_Opdrachten_:
1) Beantwoord de volgende vragen over het tekstfragment:
(a) Op welk bedrag heeft verweerder het aan appellante toegekende krediet vastgesteld?
(b) Bij besluit van welke datum is het krediet aan appellante toegezegd?
(c) Vóór welke datum moest appellante volgens het College projectkosten declareren?
2) Pas graag het tekstfragment aan van "Aangezien op de" tot en met "in stand blijven.": geef dat stuk opnieuw, met "rechtsgevolgen" vervangen door "juridische gevolgen".

_Tekstfragment_:
5. De beoordeling van het geschil
5.1 Het College staat voor de beantwoording van de vraag of verweerder zijn beslissing om het aan appellante toegekende krediet vast te stellen op € 304.064,03 terecht heeft gehandhaafd. Het College overweegt dienaangaande het volgende.
5.2 Het College stelt vast dat verweerder bij het bestreden besluit het per 4 mei 2001 vervallen Besluit Kredieten elektronische dienstenontwikkeling (Staatsblad 1997, 554; hierna: Besluit) heeft toegepast. Echter, het krediet is aangevraagd en toegekend op grond van de Kredietregeling, de voorganger van het Besluit. In artikel 28 van de Kredietregeling is bepaald dat die regeling van toepassing blijft op kredieten die zijn toegezegd vóór de datum waarop de regeling zal zijn vervallen, te weten 1 juli 1997. In het Besluit is niet voorzien in een andere overgangsregeling. Nu het onderhavige krediet aan appellante is toegezegd bij besluit van 3 maart 1997 is verweerder derhalve bij de totstandkoming van het bestreden besluit van een onjuist wettelijk kader uitgegaan. Het bestreden besluit komt daarom voor vernietiging in aanmerking.
Aangezien op de hier van belang zijnde punten geen wezenlijk verschil valt aan te wijzen tussen het door verweerder toegepaste toetsingskader en het toepasselijke toetsingskader zal het College in het hieronderstaande bezien of aanleiding bestaat te bepalen dat de rechtsgevolgen van het te vernietigen besluit in stand blijven.
Dienaangaande overweegt het College het volgende.
5.2 Partijen verschillen van mening over het al dan niet terecht ter zijde stellen door verweerder van vier kostenposten, te weten pensioenkosten voor twee medewerkers, loonkosten A, kosten Datawave B.V. en kosten TSS. Het College overweegt aangaande deze kostenposten het volgende.
5.3 Pensioenkosten
Met betrekking tot de stelling dat verweerder ten onrechte door appellante betaalde pensioenpremies voor een tweetal medewerkers niet als projectkosten heeft aangemerkt, terwijl deze kosten wel aan het project zijn toe te rekenen en in de ontwikkelingsperiode zijn ontstaan, merkt het College op dat appellante niet betwist dat zij bedoelde premies heeft betaald buiten de periode waarop het vaststellingsverzoek betrekking heeft, noch dat zij deze kosten eerst na het verstrijken van de daartoe door verweerder gestelde uiterste termijn heeft gedeclareerd als op het project betrekking hebbende kosten. Aangezien in artikel 12 van de Kredietregeling is bepaald dat aan een toezegging voorwaarden kunnen worden verbonden en verweerder in het toekenningsbesluit van 3 maart 1997 appellante krediet heeft toegezegd onder - onder meer - de uitdrukkelijke bepaling dat vóór 11 november 1996 en na 31 december 1998 gemaakte kosten niet tot de projectkosten worden gerekend, terwijl na 31 maart 1999 ingediende declaraties niet meer voor uitbetaling in aanmerking zouden komen, en verweerder voorts bij zijn besluiten van 15 februari 1999 en van 3 december 1999 genoemde uiterste data uitdrukkelijk heeft verlengd tot respectievelijk 31 december 2000 en 31 maart 2001, kon naar het oordeel van het College voor appellante derhalve voldoende kenbaar zijn dat zij projectkosten vóór 31 maart 2001 diende te declareren. Het College ziet dan ook geen plaats voor het oordeel dat verweerder door appellante na 31 maart 2001 betaalde en gedeclareerde pensioenpremies bij de vaststelling van het krediet toch als projectkosten had moeten aanmerken. Dat bedoelde kosten mogelijk wel in de ontwikkelingsperiode zouden zijn ontstaan, doet hieraan niet af.

_Aangeleverde gegevens_:
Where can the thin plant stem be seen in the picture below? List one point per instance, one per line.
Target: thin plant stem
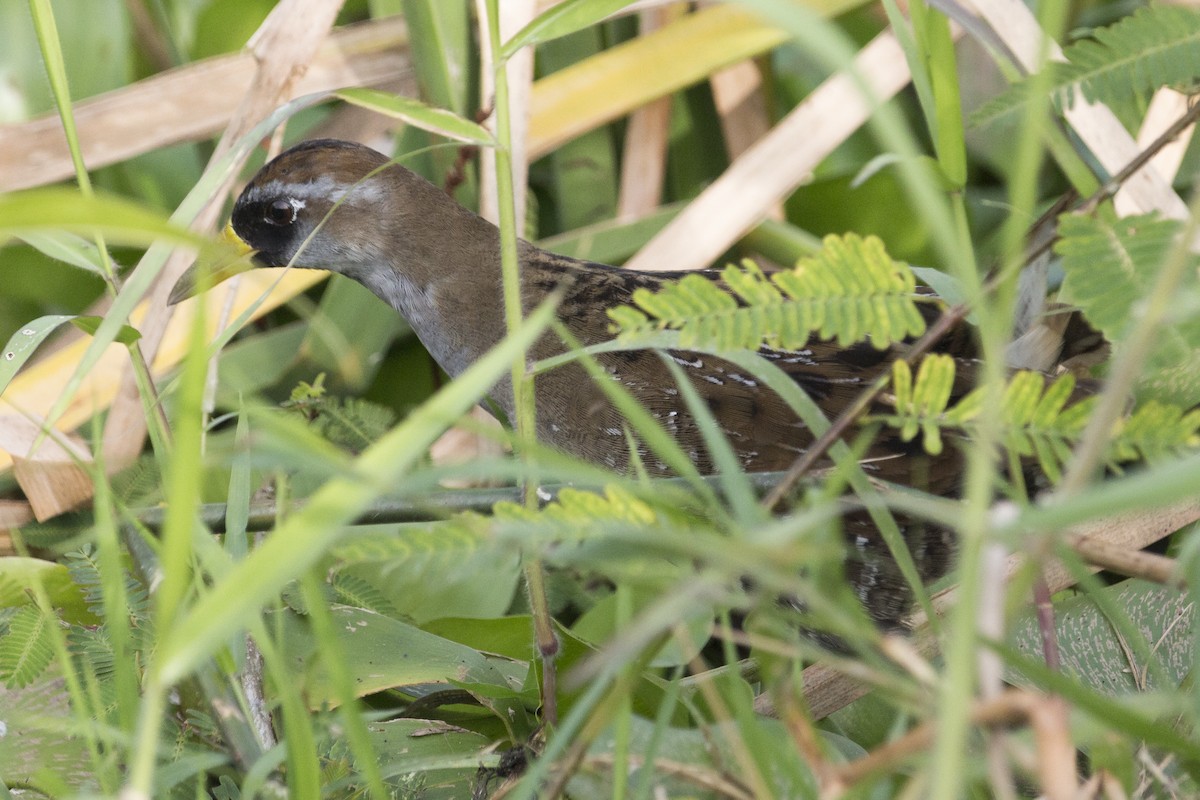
--
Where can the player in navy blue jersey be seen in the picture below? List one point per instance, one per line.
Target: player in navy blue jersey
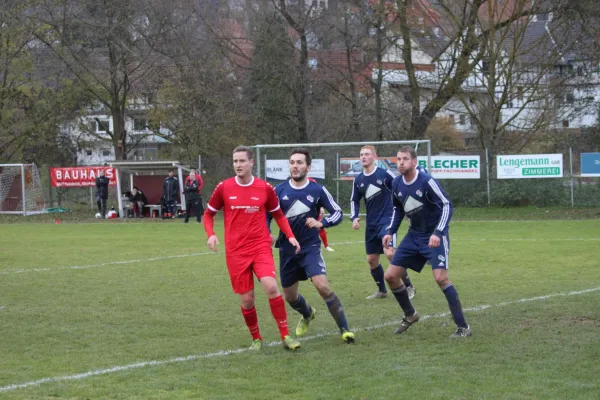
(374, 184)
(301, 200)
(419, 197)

_Antwoorden_:
1)
(a) € 304.064,03
(b) 3 maart 1997
(c) 31 maart 2001

2)
Aangezien op de hier van belang zijnde punten geen wezenlijk verschil valt aan te wijzen tussen het door verweerder toegepaste toetsingskader en het toepasselijke toetsingskader zal het College in het hieronderstaande bezien of aanleiding bestaat te bepalen dat de juridische gevolgen van het te vernietigen besluit in stand blijven.